**TASK OBJECTIVE**
Find the word "below" in the data, then copy each line where it is found.

[STORED DATA — start]

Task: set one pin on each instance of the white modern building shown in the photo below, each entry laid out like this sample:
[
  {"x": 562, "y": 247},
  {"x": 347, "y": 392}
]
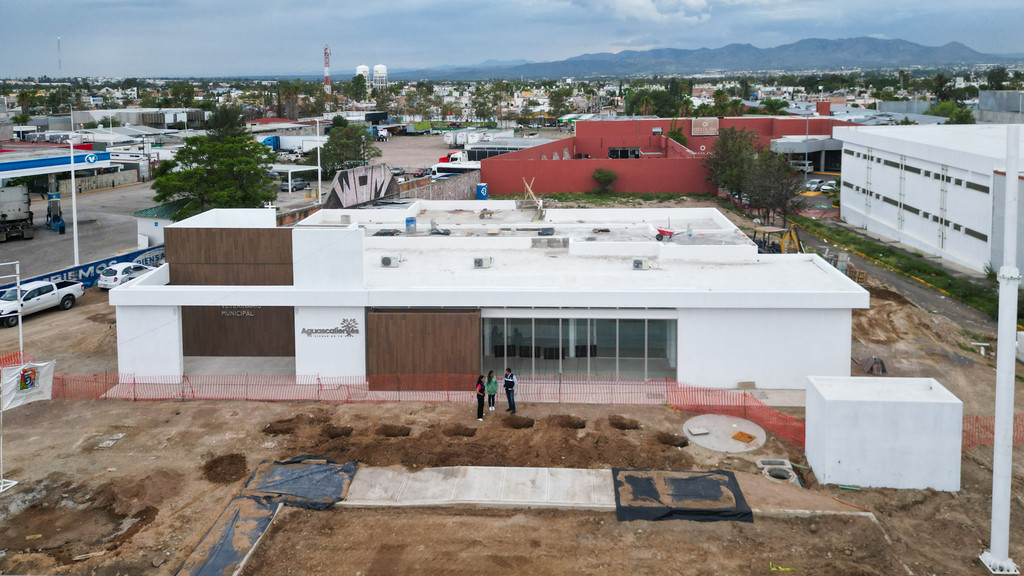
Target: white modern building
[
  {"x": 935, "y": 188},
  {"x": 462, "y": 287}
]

[STORED DATA — finish]
[STORED DATA — start]

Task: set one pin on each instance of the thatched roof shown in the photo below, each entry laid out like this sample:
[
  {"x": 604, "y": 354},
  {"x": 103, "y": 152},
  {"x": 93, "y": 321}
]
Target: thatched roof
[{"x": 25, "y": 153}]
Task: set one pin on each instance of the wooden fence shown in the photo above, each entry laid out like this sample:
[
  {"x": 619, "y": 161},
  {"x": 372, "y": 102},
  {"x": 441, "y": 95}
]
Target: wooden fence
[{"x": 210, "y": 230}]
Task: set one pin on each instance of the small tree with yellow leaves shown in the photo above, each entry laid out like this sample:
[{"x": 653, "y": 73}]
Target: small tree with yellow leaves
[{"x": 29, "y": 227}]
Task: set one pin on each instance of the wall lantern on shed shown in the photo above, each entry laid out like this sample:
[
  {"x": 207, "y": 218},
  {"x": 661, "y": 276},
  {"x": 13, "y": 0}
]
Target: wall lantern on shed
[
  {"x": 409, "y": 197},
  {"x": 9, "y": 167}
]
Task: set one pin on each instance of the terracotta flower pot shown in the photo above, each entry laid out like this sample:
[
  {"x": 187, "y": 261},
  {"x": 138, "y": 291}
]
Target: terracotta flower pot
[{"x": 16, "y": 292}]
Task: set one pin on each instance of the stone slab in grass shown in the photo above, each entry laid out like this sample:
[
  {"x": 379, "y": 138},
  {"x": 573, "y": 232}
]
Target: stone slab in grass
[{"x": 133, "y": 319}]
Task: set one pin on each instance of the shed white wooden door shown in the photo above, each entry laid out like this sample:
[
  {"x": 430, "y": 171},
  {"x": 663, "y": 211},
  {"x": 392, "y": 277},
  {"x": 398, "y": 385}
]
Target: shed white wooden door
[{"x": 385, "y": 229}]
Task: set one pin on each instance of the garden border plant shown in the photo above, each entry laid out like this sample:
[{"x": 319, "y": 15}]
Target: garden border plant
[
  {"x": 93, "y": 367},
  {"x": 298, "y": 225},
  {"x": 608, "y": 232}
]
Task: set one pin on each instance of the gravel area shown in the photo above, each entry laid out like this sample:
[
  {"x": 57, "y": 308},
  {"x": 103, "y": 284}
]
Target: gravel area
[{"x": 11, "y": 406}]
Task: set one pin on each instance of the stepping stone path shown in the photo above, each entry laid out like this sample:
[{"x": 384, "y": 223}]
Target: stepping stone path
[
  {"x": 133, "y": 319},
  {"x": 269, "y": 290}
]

[STORED DATA — finish]
[STORED DATA — start]

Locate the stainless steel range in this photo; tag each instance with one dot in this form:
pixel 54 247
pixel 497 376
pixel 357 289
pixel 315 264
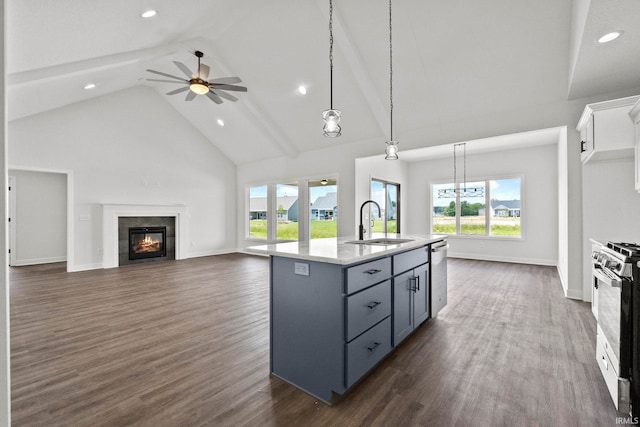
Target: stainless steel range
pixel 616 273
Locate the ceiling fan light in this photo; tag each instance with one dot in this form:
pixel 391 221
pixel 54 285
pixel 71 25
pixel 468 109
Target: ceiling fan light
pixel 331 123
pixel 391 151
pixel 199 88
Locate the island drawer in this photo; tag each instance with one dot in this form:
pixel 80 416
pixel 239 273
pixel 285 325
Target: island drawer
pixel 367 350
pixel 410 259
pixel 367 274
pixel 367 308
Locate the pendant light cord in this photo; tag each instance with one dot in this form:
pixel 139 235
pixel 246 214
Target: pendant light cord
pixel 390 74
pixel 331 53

[STORED DATA — finish]

**RESPONSE TO THIS TASK**
Task: set one pin on each instance of the white modern building shown in the photo below, each entry laid out like this sample:
Task: set one pin on each instance of the thatched roof shown in the photo below, each entry laid out like this sample:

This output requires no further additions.